Lines of data:
════════

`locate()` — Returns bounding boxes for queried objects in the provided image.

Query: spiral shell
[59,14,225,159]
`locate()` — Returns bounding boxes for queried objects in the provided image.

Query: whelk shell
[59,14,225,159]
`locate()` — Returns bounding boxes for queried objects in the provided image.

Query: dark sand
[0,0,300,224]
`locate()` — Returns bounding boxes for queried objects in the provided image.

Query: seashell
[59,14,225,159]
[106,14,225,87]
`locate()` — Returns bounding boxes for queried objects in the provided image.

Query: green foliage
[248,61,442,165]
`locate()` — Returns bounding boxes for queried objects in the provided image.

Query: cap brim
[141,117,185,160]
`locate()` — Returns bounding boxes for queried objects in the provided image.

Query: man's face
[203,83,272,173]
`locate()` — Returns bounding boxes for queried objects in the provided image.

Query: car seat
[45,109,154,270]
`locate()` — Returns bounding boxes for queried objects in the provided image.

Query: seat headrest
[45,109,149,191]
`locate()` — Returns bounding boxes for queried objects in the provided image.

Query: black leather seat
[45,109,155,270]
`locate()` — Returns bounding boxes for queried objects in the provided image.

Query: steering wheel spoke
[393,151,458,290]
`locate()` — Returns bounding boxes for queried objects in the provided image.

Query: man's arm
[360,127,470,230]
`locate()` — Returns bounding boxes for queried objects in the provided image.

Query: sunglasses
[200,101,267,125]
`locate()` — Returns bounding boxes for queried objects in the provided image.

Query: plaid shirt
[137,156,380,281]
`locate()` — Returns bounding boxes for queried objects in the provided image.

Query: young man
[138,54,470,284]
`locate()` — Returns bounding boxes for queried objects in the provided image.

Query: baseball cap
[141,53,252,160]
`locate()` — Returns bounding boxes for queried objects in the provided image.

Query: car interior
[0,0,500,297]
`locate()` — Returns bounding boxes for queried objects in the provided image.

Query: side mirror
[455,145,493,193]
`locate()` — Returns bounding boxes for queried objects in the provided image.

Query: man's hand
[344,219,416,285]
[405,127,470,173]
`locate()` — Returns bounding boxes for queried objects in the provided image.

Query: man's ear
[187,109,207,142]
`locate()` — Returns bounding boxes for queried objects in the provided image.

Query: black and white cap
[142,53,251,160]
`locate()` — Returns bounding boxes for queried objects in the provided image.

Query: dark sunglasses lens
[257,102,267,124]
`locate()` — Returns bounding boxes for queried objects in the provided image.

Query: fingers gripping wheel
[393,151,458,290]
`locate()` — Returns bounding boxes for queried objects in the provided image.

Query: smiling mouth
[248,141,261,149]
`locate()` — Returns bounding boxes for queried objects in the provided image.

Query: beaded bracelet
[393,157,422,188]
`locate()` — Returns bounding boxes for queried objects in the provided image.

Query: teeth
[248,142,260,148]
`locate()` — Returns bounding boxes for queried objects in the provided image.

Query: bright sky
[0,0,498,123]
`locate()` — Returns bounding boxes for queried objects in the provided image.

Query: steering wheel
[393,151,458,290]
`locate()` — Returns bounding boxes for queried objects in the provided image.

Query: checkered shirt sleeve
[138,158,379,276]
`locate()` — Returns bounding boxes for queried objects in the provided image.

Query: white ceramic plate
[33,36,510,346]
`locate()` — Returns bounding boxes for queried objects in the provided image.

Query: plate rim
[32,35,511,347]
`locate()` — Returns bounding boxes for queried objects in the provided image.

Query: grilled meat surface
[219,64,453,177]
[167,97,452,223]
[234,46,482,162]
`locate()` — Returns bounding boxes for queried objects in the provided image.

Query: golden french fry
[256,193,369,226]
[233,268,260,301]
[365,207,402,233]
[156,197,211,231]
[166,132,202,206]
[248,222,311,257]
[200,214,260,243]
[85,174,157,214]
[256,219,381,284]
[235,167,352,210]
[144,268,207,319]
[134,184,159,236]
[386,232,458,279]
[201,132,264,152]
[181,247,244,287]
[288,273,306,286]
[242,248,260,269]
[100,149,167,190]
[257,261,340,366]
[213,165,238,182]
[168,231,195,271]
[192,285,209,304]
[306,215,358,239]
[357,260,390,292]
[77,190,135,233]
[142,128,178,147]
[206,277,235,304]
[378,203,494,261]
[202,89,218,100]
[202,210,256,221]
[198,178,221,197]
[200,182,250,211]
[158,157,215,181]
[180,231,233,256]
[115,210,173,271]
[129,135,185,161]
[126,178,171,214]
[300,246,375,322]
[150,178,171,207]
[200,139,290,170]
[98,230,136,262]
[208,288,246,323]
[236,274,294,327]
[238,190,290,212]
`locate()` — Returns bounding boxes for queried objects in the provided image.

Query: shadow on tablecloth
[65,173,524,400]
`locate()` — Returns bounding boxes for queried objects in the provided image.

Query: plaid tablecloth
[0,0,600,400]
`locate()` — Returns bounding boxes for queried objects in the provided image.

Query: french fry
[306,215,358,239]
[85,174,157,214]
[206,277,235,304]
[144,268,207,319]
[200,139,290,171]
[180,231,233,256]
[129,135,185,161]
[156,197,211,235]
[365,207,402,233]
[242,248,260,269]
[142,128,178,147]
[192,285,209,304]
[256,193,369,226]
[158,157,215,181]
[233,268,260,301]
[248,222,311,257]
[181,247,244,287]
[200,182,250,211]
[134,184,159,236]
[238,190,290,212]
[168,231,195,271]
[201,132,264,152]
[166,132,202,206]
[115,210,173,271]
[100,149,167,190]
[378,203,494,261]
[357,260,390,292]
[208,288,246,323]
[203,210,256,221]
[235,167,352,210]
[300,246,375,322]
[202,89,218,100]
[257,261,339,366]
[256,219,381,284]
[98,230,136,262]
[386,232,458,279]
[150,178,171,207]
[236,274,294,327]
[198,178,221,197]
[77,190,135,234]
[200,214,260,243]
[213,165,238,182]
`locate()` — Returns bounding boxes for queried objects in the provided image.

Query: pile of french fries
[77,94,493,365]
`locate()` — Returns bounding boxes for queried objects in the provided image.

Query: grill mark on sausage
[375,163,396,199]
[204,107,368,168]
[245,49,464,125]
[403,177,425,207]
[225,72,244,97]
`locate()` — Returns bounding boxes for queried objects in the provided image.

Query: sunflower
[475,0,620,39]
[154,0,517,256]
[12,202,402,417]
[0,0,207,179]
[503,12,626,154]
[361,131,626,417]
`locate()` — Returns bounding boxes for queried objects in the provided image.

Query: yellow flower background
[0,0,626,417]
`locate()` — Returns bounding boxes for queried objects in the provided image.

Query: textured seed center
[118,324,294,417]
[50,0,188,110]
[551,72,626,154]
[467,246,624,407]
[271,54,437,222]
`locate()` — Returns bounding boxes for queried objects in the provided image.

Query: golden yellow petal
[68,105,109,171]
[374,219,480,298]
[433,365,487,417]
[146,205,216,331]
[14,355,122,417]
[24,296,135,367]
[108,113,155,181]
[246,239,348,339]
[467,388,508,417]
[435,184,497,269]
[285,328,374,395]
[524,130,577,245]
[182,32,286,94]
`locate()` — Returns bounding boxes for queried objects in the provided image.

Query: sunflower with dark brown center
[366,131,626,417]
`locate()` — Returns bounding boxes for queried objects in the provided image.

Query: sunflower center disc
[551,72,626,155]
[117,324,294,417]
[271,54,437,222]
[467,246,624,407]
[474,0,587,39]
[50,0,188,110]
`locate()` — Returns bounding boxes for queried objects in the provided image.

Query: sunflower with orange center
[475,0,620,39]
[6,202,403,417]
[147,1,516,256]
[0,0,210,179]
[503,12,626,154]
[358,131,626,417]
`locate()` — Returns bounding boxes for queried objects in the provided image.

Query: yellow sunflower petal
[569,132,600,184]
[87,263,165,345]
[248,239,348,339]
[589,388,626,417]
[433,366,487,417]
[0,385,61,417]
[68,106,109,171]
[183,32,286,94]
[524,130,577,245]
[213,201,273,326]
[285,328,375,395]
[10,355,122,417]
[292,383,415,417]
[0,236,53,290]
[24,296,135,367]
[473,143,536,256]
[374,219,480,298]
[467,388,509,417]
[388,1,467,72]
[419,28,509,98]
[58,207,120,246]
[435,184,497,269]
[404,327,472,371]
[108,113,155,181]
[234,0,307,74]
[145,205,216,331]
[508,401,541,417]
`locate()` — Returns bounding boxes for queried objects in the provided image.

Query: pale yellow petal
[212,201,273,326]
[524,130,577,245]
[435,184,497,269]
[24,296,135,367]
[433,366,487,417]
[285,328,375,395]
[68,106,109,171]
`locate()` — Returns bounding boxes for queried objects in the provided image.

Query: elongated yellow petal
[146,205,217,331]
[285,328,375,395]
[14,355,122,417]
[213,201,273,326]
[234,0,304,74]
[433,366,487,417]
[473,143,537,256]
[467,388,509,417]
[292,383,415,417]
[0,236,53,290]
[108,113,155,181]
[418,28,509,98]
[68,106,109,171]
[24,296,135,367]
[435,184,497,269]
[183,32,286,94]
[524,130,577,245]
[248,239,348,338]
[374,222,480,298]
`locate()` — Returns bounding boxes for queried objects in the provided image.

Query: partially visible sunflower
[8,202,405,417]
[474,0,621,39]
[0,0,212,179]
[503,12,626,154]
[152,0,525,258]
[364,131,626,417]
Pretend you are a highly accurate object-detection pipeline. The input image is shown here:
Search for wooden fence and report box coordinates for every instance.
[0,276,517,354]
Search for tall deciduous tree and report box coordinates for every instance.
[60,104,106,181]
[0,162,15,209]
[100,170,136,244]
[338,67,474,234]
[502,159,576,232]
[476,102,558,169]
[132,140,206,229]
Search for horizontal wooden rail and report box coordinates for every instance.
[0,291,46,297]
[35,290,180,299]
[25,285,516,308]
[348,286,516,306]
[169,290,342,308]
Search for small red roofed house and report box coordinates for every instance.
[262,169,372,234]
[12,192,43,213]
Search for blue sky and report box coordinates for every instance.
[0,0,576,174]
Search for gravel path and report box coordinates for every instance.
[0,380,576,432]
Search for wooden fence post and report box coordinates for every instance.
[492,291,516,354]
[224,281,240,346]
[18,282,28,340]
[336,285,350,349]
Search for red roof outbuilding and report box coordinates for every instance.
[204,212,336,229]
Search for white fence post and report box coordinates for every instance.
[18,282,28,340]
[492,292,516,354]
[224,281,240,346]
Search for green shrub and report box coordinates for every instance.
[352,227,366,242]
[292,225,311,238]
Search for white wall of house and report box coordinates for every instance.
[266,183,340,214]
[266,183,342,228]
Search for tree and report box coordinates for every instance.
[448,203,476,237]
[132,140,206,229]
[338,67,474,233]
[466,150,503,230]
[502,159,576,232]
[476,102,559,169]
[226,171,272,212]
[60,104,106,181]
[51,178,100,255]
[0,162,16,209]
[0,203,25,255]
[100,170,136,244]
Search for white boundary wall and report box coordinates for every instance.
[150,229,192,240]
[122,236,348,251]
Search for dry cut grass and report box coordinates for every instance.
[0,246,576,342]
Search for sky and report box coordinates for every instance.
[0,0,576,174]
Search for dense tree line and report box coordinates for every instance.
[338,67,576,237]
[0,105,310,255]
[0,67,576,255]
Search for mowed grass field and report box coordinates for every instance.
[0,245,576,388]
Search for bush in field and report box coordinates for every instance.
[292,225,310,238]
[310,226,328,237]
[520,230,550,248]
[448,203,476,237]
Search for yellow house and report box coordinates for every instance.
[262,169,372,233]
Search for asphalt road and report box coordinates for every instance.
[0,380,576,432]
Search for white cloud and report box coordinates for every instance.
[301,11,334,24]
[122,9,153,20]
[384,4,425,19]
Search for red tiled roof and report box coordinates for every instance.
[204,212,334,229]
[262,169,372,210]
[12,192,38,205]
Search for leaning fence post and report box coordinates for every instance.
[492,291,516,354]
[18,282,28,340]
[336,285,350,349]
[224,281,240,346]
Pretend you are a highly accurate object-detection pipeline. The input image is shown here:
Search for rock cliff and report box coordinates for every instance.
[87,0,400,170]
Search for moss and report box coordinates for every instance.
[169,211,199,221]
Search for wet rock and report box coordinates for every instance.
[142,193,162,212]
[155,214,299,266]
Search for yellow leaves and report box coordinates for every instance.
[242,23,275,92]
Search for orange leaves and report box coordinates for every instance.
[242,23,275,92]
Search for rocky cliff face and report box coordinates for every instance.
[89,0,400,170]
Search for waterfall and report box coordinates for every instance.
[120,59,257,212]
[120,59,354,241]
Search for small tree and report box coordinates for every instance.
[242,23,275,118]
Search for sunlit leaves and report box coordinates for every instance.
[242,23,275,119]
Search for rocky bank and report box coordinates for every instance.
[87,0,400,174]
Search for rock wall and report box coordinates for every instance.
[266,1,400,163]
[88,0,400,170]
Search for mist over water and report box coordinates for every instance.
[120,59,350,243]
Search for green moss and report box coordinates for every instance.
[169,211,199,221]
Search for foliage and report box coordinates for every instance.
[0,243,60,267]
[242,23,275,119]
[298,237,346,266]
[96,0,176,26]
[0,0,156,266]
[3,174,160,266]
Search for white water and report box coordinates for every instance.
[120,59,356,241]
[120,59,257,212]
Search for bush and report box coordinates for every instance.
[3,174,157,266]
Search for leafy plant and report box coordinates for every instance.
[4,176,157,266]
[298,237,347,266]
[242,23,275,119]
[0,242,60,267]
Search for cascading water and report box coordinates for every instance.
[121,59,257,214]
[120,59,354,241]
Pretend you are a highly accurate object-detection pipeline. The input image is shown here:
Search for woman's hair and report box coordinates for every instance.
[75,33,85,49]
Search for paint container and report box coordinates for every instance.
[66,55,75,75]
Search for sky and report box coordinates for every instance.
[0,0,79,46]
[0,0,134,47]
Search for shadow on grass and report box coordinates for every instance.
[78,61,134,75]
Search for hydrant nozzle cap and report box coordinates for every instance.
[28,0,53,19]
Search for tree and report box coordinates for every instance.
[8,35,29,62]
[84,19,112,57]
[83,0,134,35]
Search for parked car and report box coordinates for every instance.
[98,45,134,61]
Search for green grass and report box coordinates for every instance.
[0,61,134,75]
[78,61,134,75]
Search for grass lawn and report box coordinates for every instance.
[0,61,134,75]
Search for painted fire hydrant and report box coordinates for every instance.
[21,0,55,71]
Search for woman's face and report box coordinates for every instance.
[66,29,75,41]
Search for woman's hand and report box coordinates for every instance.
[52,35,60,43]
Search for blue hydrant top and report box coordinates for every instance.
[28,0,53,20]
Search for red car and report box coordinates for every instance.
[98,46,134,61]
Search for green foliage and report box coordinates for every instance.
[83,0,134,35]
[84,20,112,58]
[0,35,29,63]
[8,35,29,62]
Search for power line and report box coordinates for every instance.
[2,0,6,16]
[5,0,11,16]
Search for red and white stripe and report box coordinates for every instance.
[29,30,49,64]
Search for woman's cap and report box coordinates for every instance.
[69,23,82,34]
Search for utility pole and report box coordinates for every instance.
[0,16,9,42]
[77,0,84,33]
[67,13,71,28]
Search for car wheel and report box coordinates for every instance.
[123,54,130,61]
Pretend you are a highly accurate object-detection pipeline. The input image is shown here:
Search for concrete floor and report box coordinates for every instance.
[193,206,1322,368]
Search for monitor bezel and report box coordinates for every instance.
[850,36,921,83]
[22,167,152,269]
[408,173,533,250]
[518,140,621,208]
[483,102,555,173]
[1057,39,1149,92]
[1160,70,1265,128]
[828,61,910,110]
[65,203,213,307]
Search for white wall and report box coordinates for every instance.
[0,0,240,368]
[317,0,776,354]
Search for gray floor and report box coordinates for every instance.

════════

Given problem: Locate every line in the data above that contains the word "green", matching case exactly, and copy each of those lines in full.

Result of this task:
Query: green foliage
Search for green shrub and report box coordinates for every instance.
Search for green moss and report box coordinates for every instance.
Search for green grass and report box coordinates for every instance.
Search for green foliage and report box coordinates for every instance.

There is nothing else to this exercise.